**** Page excerpt ****
Suspicious financial flows passed through Zimbabwe, South Africa, and Mauritius on their way to the United Kingdom.
Kudakwashe Tagwirei, a business tycoon and adviser to the president of Zimbabwe who has been accused of numerous acts of corruption, was able to transfer questionable funds from the Reserve Bank of Zimbabwe to the City of London using a combination of fronts, allegedly false invoices, and offshore financial façades, according to a joint investigative report by The Sentry and Open Secrets.
The report, “Fronts, Fakes, and Façades: How South African and Mauritian Enablers Helped Move Millions from Zimbabwe to Britain,” focuses on three payments that secured Tagwirei’s purchase of two Zimbabwean mines—Bindura Nickel and Freda Rebecca Gold Mine.
Tagwirei, already surrounded by corruption allegations at the time of the deal, sought to create an offshore empire built on Zimbabwean mining.
Tagwirei’s deal may not have been possible without enablers—South African company directors, a Mauritian management company agent, a Cayman Islands investment fund, banks in numerous jurisdictions, and the company administrators in the United Kingdom—that, wittingly or unwittingly, facilitated Tagwirei’s purchase of the two mines.
**** Information shown ****
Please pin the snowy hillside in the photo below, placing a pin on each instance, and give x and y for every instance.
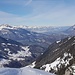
(22, 71)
****
=== Task set ===
A. Copy the passage on Zimbabwean financial flows from "Kudakwashe Tagwirei, a" to "Rebecca Gold Mine.".
B. Write what comes next in the passage on Kudakwashe Tagwirei's mine purchases, picking up after its last sentence.
The listing has no connection to the passage on Zimbabwean financial flows.

=== Answers ===
A.
Kudakwashe Tagwirei, a business tycoon and adviser to the president of Zimbabwe who has been accused of numerous acts of corruption, was able to transfer questionable funds from the Reserve Bank of Zimbabwe to the City of London using a combination of fronts, allegedly false invoices, and offshore financial façades, according to a joint investigative report by The Sentry and Open Secrets.
The report, “Fronts, Fakes, and Façades: How South African and Mauritian Enablers Helped Move Millions from Zimbabwe to Britain,” focuses on three payments that secured Tagwirei’s purchase of two Zimbabwean mines—Bindura Nickel and Freda Rebecca Gold Mine.

B.
Many of these actors knew that Tagwirei was behind the deal. Some designed structures that had the effect of obscuring his involvement.
Others should have suspected him of being involved and questioned him based on the facts they had.
“By the time of these transactions, Tagwirei had been linked to two alleged corruption scandals in Zimbabwe,” said Nick Donovan, Senior Investigator at The Sentry. It takes experts asking the appropriate questions to stop possibly unlawful cash flows. Many don’t, as evidenced by this report.
“The role of professionals around the world in facilitating dubious money flows, whether knowingly or unknowingly, is a key contributor to the outflow of resources from poor countries like Zimbabwe to rich ones like the United Kingdom,” said Michael Marchant, Head of Investigations at Open Secrets. It is crucial that regulators move quickly and forcefully to hold these facilitators accountable.
Estimates suggest that Zimbabwe loses between US$500 million and US$1 billion every year to illicit cross-border transactions. The documents reviewed in connection with this investigation suggest that the transactions to buy the mines are a textbook example of how money moves from some of the poorest countries on earth into some of the richest via enablers and a lax legal framework in the offshore world.
The investigative report reveals how Tagwirei used Sotic International, a Mauritian company that documents suggest was his front, to buy the mines for $29.5 million (R431 million, £23 million) from ASA Resource Group (ASA), a bankrupt firm that was being run by British company administrators Duff & Phelps (now known as Kroll). These purchases were made in three payments with each stage involving behaviour that raises questions.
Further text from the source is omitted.